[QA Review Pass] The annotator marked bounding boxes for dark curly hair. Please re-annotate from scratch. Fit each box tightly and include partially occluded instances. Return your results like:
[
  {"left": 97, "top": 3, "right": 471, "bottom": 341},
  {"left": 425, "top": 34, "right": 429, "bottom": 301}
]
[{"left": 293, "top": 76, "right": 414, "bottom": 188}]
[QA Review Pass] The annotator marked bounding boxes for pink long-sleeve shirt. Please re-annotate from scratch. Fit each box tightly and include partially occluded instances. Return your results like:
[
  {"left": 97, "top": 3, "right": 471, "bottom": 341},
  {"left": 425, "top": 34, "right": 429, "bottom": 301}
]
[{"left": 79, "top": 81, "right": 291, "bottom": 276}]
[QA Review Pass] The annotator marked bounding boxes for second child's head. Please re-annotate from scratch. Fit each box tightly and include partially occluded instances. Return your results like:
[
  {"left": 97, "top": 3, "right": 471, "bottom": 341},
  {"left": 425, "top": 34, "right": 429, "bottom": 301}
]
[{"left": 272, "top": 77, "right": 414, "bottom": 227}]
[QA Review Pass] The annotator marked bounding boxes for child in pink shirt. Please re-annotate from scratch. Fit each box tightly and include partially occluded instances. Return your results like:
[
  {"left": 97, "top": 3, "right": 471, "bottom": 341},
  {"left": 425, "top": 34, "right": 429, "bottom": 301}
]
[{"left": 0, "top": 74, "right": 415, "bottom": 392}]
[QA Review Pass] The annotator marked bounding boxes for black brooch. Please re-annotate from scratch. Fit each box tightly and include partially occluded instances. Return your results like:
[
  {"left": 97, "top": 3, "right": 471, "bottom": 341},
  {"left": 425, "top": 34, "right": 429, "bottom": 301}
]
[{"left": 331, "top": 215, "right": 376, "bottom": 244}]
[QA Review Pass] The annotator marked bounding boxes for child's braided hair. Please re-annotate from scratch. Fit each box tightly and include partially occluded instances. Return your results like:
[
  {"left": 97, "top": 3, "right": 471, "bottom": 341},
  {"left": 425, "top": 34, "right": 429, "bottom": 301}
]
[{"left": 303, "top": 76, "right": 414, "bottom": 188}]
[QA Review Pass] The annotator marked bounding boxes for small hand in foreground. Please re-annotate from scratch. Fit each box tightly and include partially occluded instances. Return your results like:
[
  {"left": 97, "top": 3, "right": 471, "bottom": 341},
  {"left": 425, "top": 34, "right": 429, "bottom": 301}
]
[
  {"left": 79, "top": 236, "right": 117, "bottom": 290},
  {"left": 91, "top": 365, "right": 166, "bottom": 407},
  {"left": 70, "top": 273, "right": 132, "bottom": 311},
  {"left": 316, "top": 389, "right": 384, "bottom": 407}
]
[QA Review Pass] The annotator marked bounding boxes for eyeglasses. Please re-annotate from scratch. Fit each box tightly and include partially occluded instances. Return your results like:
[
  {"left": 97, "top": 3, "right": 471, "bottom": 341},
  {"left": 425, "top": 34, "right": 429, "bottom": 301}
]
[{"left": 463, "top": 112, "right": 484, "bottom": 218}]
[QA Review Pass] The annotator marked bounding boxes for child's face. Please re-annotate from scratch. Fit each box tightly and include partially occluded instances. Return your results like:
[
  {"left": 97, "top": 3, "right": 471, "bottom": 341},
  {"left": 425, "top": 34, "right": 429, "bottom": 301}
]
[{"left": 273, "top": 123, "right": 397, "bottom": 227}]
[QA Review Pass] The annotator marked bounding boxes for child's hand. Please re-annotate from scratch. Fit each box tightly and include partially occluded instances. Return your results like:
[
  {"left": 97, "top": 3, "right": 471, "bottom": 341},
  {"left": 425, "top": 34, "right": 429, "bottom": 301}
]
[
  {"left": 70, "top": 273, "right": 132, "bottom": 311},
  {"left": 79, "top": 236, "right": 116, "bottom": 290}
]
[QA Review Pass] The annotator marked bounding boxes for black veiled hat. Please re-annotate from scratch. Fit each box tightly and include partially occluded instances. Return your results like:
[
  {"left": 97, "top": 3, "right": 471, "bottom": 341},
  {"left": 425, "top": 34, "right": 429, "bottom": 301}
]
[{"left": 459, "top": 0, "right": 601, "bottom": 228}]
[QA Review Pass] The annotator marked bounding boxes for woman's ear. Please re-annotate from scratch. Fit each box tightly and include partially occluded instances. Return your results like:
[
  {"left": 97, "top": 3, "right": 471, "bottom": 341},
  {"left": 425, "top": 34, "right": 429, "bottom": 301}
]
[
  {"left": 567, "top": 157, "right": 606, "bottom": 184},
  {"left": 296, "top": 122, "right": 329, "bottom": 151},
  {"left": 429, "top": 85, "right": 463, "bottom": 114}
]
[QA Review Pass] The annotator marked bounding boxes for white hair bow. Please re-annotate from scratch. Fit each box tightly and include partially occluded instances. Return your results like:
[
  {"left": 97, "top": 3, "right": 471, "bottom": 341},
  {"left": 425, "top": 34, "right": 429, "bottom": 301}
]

Your task: Revise the stretch from the line containing "for child's face." through the end of the entries, swapping "tightly" for "snugly" and leaving everything else as it is.

Correct response:
[QA Review Pass] The annotator marked bounding boxes for child's face. Please re-annotate from scratch. Fit each box snugly and include partially occluded instances. Return your results like:
[
  {"left": 97, "top": 3, "right": 471, "bottom": 341},
  {"left": 425, "top": 34, "right": 429, "bottom": 301}
]
[{"left": 273, "top": 123, "right": 397, "bottom": 227}]
[QA Review Pass] The annotator marked bounding boxes for child's hand. Please re-annotate from scratch. Fit each box snugly and include partially occluded instances. Return your results like:
[
  {"left": 97, "top": 3, "right": 471, "bottom": 341},
  {"left": 425, "top": 34, "right": 429, "bottom": 301}
]
[
  {"left": 70, "top": 273, "right": 132, "bottom": 311},
  {"left": 79, "top": 236, "right": 116, "bottom": 290}
]
[QA Review Pass] The annotator marked bounding boxes for black veiled hat. Please re-annotate from scratch. Fit each box snugly and include partially occluded instances. Return your results like:
[
  {"left": 97, "top": 3, "right": 471, "bottom": 341},
  {"left": 425, "top": 34, "right": 429, "bottom": 301}
]
[{"left": 459, "top": 0, "right": 601, "bottom": 228}]
[QA Review Pass] The annotator marked bounding boxes for woman's ear. Please re-annotate from scratch. Fit each box snugly and include partially occluded instances. Return your results like:
[
  {"left": 97, "top": 3, "right": 471, "bottom": 341},
  {"left": 425, "top": 34, "right": 429, "bottom": 301}
]
[
  {"left": 567, "top": 157, "right": 606, "bottom": 184},
  {"left": 296, "top": 122, "right": 329, "bottom": 151},
  {"left": 429, "top": 85, "right": 463, "bottom": 114}
]
[QA Review Pass] The annotator marked bounding boxes for white hair bow. Please re-annotate from scratch. Fit each box snugly and include partially occluded instances. Return your results like:
[
  {"left": 97, "top": 3, "right": 471, "bottom": 341},
  {"left": 425, "top": 34, "right": 429, "bottom": 301}
]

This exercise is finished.